PROBLEMS TO WORK ON.
(1) In the satellite article, what orbit was Carbonite-2 launched into?
(2) Name every person the satellite article mentions by name.
(3) Continue the article about the Carbonite-2 satellite from its final sentence.

ARTICLE.
******
UK-made bird forms first of 5-strong planned constellation

The RAF has acquired a satellite that can beam live video footage from space, the head of the air force told an industry gathering in Surrey today.

The Carbonite-2 satellite, built by Airbus Defence and Space subsidiary Surrey Satellites, based near Guildford, will be used by British military intelligence folk as a concept demonstrator.

The Carbonite-2 satellite by Surrey Satellites. Pic: SSTL/Beaucroft Photography

The Carbonite-2 satellite by Surrey Satellites. It's about the size of a washing machine. Pic: SSTL/Beaucroft Photography

The satellite was "launched into a 505km sun-synchronous orbit on board the PSLV launch vehicle from the Satash Dhawan Space Centre in Sriharikota, India on 12 January 2018 at UTC/GMT 03:59," Surrey Satellites said in a statement.

"It's entirely fitting that we have launched this highly capable satellite in the centenary year of the Royal Air Force. We have always been at the leading edge of technology, constantly innovating and expanding our horizons," beamed Air Chief Marshal Sir Stephen Dalton, the professional head of the RAF.

The 100kg spacecraft, which the Ministry of Defence spent £4.5m on just eight months ago, mounts a commercial-off-the-shelf telescope and HD video fit, both of which "have been adapted for a space environment and integrated into a custom built framework," according to the company. Its imaging system is "designed to deliver 1m resolution images and colour HD video clips with a swath width of 5km," and, according to a BBC interview with the firm, can collect 50fps imagery in two-minute bursts. Chief exec Richard Blain told the Beeb that he reckoned the bird's "effective resolution" could be as low as "65 to 75cm".

Imagery from the Carbonite satellite will be crunched by British startup Earth-i, which boasts Sir Joe French as a non-exec director. Sir Joe is a former chief of defence intelligence and a one-time director-general of intelligence acquisition at the MoD, as well as a former non-exec of Surrey Satellites. Another notable bod from Earth-i is CTO John Linwood, a one-time senior engineering veep of Yahoo! and an ex-BBC CTO.
******
ENTRIES.

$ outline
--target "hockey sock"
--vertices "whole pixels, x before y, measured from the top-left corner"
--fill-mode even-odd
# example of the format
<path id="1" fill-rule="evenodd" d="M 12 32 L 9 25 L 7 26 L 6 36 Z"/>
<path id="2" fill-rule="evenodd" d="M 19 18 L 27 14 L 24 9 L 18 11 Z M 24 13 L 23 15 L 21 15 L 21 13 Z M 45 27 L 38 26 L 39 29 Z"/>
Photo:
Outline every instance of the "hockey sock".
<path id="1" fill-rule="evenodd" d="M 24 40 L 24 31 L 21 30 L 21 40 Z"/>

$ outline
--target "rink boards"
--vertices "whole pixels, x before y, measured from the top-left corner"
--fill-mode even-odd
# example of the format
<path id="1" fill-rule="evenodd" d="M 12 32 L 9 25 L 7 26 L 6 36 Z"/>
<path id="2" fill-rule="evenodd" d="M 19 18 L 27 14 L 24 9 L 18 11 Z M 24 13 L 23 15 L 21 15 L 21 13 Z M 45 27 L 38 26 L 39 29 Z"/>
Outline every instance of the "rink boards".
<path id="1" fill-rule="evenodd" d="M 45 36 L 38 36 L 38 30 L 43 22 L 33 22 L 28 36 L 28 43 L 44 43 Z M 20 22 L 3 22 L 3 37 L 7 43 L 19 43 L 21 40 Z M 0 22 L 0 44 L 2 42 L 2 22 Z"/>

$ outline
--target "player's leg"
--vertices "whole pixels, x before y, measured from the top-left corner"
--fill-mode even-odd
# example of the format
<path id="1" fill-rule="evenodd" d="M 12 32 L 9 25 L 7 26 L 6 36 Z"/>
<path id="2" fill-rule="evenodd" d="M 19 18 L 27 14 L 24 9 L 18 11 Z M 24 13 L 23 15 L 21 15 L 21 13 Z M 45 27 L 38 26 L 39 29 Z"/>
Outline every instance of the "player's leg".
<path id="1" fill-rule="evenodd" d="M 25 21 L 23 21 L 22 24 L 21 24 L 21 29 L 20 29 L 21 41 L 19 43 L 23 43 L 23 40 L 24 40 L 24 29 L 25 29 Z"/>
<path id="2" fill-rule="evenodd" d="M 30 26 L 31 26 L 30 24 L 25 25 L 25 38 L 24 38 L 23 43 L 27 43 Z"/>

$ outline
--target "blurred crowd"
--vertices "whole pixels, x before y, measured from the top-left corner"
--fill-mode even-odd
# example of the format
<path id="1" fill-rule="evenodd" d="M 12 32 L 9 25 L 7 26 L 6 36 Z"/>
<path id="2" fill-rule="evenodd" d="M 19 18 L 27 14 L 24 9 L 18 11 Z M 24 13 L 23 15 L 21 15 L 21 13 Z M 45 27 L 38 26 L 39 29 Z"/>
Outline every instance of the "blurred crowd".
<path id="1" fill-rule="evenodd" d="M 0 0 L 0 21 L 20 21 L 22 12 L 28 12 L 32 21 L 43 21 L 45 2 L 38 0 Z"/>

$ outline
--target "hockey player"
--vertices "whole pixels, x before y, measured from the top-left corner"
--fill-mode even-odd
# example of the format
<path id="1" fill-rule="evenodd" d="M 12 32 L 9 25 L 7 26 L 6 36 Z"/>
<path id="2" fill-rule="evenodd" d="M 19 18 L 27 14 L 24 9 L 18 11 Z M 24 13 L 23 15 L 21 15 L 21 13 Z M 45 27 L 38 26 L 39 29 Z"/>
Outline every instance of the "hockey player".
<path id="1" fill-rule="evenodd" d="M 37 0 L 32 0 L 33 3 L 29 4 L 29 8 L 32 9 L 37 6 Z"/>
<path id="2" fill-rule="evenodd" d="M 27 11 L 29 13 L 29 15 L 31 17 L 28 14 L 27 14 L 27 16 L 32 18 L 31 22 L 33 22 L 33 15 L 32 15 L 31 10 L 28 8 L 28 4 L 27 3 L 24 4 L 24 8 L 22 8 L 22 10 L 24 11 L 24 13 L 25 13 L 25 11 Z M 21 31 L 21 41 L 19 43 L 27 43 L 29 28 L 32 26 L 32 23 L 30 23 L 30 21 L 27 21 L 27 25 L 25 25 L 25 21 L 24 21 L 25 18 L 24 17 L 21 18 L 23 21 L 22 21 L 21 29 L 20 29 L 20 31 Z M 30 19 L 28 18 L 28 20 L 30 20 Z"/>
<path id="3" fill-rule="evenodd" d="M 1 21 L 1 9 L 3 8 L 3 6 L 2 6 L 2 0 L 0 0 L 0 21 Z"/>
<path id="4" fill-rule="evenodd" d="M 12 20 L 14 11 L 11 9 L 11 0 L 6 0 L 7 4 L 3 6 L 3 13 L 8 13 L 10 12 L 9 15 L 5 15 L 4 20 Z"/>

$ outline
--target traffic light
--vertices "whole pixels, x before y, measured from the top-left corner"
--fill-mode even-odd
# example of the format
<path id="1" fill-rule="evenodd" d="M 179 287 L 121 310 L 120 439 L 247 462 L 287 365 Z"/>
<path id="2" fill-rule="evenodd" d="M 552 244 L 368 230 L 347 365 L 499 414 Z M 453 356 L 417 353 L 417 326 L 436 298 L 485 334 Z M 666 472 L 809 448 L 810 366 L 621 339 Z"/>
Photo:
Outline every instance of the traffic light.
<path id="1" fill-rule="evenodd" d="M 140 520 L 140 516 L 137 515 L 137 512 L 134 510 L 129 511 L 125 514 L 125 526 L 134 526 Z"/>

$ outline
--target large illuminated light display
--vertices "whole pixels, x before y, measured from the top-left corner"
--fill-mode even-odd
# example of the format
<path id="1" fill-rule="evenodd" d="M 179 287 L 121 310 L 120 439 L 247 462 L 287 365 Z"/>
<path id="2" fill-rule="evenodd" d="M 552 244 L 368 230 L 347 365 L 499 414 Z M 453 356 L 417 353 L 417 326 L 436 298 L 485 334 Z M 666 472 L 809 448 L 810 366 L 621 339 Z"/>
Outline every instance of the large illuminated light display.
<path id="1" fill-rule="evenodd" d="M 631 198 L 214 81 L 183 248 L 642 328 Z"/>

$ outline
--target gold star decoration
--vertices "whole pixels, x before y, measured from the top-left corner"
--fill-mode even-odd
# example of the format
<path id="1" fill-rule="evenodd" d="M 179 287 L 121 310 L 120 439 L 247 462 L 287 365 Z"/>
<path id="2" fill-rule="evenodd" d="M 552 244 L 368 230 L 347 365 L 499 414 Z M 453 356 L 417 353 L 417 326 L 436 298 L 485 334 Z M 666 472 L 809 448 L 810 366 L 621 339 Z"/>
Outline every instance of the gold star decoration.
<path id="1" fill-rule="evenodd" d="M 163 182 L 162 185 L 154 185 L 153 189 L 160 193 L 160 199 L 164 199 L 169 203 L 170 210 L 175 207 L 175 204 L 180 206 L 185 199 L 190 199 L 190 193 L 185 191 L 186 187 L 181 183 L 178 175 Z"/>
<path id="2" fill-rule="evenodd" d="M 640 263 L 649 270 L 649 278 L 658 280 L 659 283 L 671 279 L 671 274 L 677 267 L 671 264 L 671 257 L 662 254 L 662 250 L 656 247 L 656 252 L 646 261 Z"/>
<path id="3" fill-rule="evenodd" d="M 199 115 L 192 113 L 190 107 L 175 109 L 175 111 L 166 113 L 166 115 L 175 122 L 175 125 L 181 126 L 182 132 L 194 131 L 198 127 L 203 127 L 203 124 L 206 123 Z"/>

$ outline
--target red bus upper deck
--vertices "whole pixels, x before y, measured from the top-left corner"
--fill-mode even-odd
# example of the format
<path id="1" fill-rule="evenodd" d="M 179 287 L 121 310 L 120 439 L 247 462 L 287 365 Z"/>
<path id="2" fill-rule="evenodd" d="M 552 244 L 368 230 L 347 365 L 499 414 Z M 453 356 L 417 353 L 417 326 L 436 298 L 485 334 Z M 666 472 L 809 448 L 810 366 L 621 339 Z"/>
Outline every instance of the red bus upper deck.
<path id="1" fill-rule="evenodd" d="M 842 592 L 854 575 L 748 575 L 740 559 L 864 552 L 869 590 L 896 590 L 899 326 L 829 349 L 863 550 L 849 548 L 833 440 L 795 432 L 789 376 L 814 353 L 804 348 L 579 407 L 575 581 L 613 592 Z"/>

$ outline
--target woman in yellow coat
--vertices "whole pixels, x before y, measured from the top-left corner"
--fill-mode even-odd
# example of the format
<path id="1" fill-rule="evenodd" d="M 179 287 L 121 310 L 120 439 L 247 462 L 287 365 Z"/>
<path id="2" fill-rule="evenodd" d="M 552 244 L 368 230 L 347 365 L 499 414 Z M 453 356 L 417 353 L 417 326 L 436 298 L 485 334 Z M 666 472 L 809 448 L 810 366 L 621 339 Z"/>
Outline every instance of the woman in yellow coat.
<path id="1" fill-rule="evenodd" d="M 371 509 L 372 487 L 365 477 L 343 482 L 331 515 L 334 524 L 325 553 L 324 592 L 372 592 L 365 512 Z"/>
******
EXERCISE ANSWERS.
(1) A 505km sun-synchronous orbit.

(2) Air Chief Marshal Sir Stephen Dalton, Richard Blain, Sir Joe French, John Linwood

(3)
Output from Carbonite-2 "will be used by the Joint Forces Command National Centre for Geospatial Intelligence," according to the MoD. An "organic" (in-house, in MoD-speak) ability to surveil particular locations and pick up physical changes at short notice is an obviously valuable thing for the military; anyone who has tried to use Google Earth satellite image data to check the road layout of a particular area will instantly recognise the problem.

The first application for this technology that springs to mind is monitoring Russian military movements in Eastern Europe, which might be a scenario that also occurred to defence minister Guto Bebb, judging by his canned quote: "We live in an increasingly dangerous world and satellite technology like this give our Armed Forces the extra advantage of quick video surveillance to keep us safe from a range of future threats, whether that's an airborne terror attack or a troop of tanks closing in on a foreign border."

Currently the Armed Forces' satellite needs are met by the not-at-all-scarily-named Skynet 5 constellation, due for replacement in 2025 by the planned Skynet 6a constellation. Everything from communications to command-and-control data flows through the Skynet birds.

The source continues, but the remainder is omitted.